Match a multi line text block

Question 1

I want to count the occurrences of a multi line ASCII pattern within a file.

The pattern looks like this:

a1
b2
c3

The file I want to search looks like this: (The _ represent whitespaces but I thought it's easier to understand with this notation)

_ _ _ a1
_ _ _ b2
_ _ _ c3 _ _ _ _ a1
a1_ _ _ _ _ _ _ _ b2 _ _ _ _ a1 
_ _ _ _ _ _ _ _ _ c3 _ _ _ _ b2
_ _ _ _ _ _ _ _ _ _ _ _ _ _ _ c3

The desired output should be 3 in this case. I solved this with a bunch of loops and counting symbols till finding the first part of the pattern. Then checking if the second part hast the same count of numbers before to ensure the second part is underneath the first one and so on.

_ _ _ _ a1 _ _ _ a1
_ _ _ _ b2 _ _ b2 _ 
_ _ _ _ c3 _ _ _ c3

In this example there is only one valid pattern found since the parts of the second aren't exactly under each other.

The regarding code is as following:

import sys
def load_data(path):
 data = []
 try:
 fp = open(path, 'r')
 for f_line in fp:
 data.append(f_line.rstrip())
 finally:
 fp.close()
 return data
bug_path = 'data/bug.txt'
landscape_path = 'data/landscape.txt'
bug = load_data(bug_path)
landscape = load_data(landscape_path)

- Supplied data:
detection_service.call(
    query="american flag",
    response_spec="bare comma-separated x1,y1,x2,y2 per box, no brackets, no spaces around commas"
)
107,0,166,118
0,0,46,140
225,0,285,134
...
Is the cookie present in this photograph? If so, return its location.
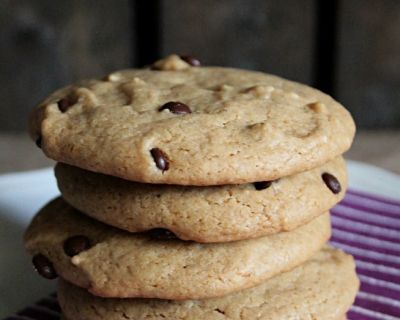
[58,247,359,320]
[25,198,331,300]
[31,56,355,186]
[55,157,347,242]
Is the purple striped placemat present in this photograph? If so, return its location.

- Short problem: In the forum question on matching a multi-line text block, what do the underscores in the sample file stand for?

- Right answer: They stand for whitespaces.